## START RAW DATA

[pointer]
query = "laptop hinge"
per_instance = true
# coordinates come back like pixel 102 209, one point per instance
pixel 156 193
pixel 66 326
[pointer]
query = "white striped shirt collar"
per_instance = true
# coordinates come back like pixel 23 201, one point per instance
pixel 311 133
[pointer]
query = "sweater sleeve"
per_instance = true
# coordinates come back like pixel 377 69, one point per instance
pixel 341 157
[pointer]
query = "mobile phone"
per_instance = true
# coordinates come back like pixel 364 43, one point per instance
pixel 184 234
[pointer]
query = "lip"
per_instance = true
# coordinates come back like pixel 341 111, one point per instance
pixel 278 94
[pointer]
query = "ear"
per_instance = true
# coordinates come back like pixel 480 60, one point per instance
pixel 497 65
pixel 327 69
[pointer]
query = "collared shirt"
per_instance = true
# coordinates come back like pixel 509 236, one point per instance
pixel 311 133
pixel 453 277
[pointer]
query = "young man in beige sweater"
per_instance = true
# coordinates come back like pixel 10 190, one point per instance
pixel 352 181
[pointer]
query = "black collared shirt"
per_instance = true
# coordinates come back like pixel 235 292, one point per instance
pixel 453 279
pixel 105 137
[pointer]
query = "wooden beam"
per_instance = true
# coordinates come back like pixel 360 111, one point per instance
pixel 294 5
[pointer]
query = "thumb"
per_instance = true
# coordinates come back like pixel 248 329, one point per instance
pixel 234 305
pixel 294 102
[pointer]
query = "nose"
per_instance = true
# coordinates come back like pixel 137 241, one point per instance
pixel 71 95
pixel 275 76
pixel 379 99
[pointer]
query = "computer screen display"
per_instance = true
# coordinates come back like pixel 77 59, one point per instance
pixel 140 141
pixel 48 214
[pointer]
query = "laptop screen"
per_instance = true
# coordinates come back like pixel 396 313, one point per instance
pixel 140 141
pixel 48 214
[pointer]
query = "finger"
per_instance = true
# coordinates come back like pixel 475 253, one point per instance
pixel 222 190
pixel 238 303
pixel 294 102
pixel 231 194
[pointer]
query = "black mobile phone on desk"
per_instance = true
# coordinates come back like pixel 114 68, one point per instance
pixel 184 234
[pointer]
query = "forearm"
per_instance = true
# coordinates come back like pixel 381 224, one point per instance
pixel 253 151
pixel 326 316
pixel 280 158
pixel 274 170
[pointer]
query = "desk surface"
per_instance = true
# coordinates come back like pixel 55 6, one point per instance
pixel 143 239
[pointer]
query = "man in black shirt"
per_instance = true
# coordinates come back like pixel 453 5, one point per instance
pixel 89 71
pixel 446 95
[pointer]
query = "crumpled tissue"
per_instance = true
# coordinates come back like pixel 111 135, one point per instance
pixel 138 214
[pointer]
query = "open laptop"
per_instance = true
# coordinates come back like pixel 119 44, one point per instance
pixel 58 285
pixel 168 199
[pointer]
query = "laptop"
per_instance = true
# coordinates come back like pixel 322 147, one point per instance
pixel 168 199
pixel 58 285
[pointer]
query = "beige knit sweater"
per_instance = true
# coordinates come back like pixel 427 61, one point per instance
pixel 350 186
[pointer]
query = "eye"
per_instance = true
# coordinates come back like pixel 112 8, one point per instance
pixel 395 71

## END RAW DATA
## START RAW DATA

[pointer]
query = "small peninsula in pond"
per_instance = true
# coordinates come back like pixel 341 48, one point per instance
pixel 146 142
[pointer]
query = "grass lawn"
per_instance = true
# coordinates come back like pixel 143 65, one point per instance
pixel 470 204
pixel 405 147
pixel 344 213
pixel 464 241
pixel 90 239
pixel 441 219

## END RAW DATA
## START RAW DATA

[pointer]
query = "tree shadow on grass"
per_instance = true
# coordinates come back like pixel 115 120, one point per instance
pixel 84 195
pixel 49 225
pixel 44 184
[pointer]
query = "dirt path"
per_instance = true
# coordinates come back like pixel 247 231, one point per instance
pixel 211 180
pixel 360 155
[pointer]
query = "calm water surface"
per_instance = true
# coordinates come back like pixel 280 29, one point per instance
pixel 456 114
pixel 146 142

## END RAW DATA

- _REQUIREMENT_
Report every line in the rows above that contains the string "mobile".

- _CORRECT RESPONSE_
query = "mobile phone"
query = "black mobile phone on desk"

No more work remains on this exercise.